#### TO BE DONE:
List each line of the items below that contains the string "wristwatch", treating uppercase and lowercase as different.

#### GIVEN DATA:
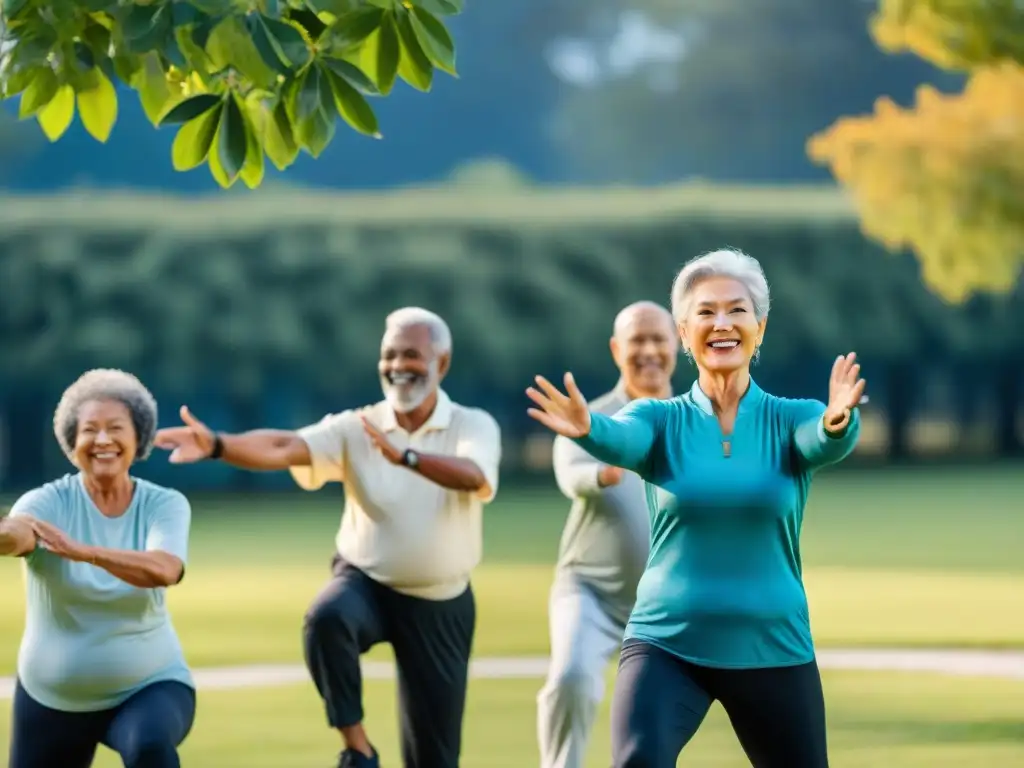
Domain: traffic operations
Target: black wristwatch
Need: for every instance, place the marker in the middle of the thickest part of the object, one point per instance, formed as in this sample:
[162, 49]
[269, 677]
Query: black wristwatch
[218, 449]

---

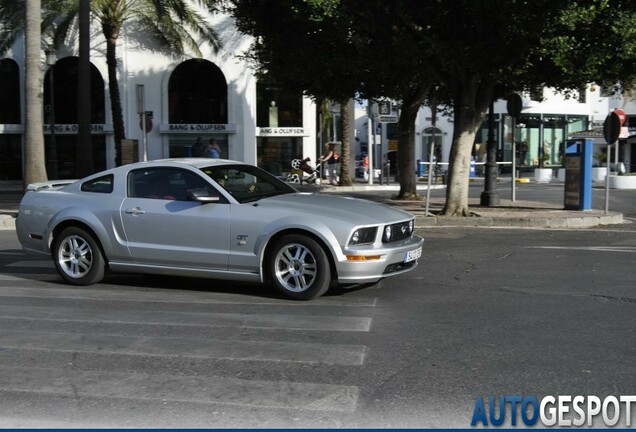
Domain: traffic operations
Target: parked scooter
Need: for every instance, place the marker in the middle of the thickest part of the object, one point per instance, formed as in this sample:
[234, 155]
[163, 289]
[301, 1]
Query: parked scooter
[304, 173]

* * *

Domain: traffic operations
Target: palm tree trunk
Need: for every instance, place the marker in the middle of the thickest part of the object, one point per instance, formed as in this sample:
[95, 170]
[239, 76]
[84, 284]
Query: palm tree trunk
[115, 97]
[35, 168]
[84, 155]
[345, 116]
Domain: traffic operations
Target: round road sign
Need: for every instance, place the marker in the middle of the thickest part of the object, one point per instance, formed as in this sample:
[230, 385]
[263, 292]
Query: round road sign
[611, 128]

#### TASK RESPONSE:
Target: black wristwatch
Query: black wristwatch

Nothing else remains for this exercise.